┌──

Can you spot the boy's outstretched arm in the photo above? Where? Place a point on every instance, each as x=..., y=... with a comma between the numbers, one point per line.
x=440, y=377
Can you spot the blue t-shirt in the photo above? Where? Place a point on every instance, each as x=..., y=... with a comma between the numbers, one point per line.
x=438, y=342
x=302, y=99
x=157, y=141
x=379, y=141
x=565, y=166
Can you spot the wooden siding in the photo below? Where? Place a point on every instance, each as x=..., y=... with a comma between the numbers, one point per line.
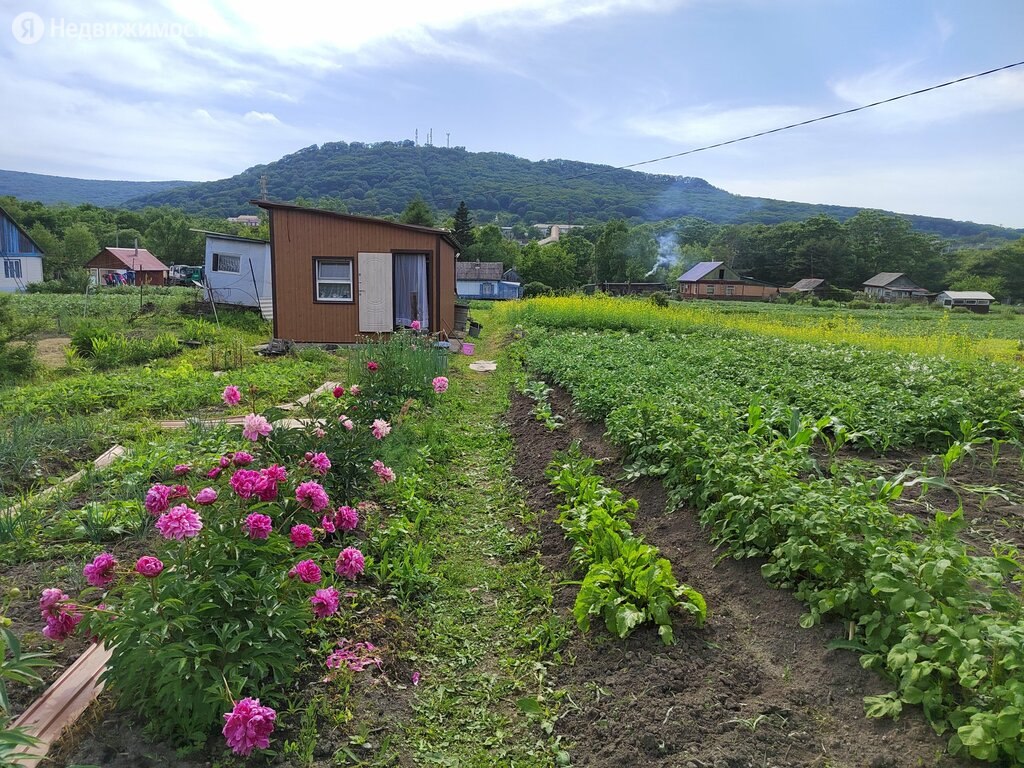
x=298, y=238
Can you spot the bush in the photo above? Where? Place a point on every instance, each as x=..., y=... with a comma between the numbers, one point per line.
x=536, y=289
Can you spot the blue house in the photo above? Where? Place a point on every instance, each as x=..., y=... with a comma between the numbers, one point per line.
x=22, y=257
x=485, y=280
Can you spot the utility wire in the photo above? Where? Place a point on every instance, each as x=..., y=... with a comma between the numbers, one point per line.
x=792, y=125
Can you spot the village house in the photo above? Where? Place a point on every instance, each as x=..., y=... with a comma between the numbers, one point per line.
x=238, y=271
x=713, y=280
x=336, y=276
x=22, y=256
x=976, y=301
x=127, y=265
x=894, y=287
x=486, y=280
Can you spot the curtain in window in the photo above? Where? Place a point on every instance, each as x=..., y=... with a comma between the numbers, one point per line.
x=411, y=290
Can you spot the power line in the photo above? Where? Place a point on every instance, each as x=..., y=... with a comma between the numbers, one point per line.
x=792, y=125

└──

- WHAT THIS TASK INVOLVES
Every line from the one that contains "Can you spot the wooden" through the end of the records above is to be reproduced exactly; no picture goes in the copy.

- WRITTEN RESPONSE
Can you spot the wooden siding in the photo below? Where? Place a point on every instance, each as x=..., y=... with a comma between the numbers, one point per line.
x=298, y=238
Can you spot the bush in the photo above? Where? Place a point on every instance, each as x=..., y=... with a comma between the numbers, one point per line.
x=536, y=289
Can you spot the blue house in the photo above? Where? Place a point on every instance, each as x=..., y=... with a comma between the numbers, one point per line.
x=22, y=257
x=485, y=280
Can you spot the utility wire in the photo above? Where? Place a point on every instance, each as x=..., y=... with a comma between the numbers, one point per line.
x=792, y=125
Can you spot the village house in the photo above? Where? Place a point on every instance, each as x=..., y=... with a comma between the numbers, one point per line.
x=238, y=271
x=713, y=280
x=336, y=276
x=22, y=256
x=976, y=301
x=127, y=265
x=894, y=287
x=486, y=280
Can you spot the curtain in window in the photo above? Where? Place a point on every instance, each as x=..., y=... with a comma between the numbers, one point per line.
x=411, y=290
Can you spot the power line in the photo above? Where? Place a point on every instance, each as x=..., y=... with a comma between the numbers, one point per line.
x=792, y=125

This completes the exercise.